[Try it]
Type out the data exactly as given. Skip any image.

[Data for review]
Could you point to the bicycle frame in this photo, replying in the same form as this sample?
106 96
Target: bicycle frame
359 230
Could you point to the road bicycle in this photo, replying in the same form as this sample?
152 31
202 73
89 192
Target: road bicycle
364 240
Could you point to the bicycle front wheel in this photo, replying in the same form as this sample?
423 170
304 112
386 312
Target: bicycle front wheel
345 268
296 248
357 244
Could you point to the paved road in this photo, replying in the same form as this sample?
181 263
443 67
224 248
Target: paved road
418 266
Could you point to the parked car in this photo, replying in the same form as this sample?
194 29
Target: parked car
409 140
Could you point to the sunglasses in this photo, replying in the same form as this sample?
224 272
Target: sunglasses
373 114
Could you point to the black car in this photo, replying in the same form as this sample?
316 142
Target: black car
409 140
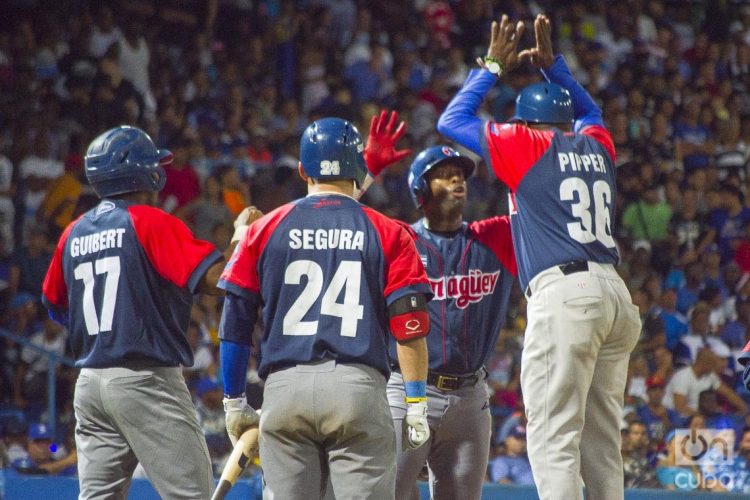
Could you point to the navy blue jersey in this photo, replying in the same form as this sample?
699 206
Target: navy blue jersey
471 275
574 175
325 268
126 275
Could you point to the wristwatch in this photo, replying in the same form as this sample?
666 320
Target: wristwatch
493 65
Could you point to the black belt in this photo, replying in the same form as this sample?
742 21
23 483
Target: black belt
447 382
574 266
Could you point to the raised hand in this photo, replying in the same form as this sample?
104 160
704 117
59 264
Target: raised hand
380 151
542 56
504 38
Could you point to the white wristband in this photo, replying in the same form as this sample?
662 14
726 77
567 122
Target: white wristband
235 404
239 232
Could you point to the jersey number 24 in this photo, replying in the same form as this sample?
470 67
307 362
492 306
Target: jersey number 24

[Exercise answer]
Could you point to the bicycle frame in this photo, replying in the same form as this sample?
106 96
Target: bicycle frame
359 230
Could you point to the road bicycle in this photo, replying in the same form as this sample?
152 31
202 73
89 192
Target: road bicycle
364 240
Could you point to the bicycle front wheel in this photo, replying in the same form as this sample?
423 170
304 112
386 312
Target: bicycle front wheel
345 268
296 248
357 244
Could you point to the paved road in this photo, replying in the same form as this sample?
181 263
443 67
224 248
Target: paved road
418 266
Could you point to the parked car in this photo, replying in the same form as this sample?
194 29
Target: parked car
409 140
Could you point to the sunglasses in this photo, replying in the same form as this sample?
224 272
Target: sunglasses
373 114
Could you point to the black car in this photo, replying in the same form as this sample?
316 142
Target: black car
409 140
Could you point to the navy blue jersey in this photo, replying in the same form as this sample?
699 206
Target: navy blue jersey
471 275
574 175
325 268
126 275
Could you point to the wristwatch in this photo, replying in the same form as this sample?
666 320
Target: wristwatch
493 65
Could you point to the black belt in this photo, replying in the same form as this sample?
742 21
23 483
Target: black belt
447 382
574 266
Could you point to the raised hand in this photo, replying in the same form as this sample?
104 160
704 117
59 264
Target: raised hand
380 151
542 56
504 38
Could you point to the white wristband in this photo, replying in the same form as this sample?
662 14
726 77
567 122
Target: white wristband
235 404
239 232
Could you point to the jersey number 24 in this photo, replying in the same form as this sample?
470 67
307 362
492 306
Target: jersey number 24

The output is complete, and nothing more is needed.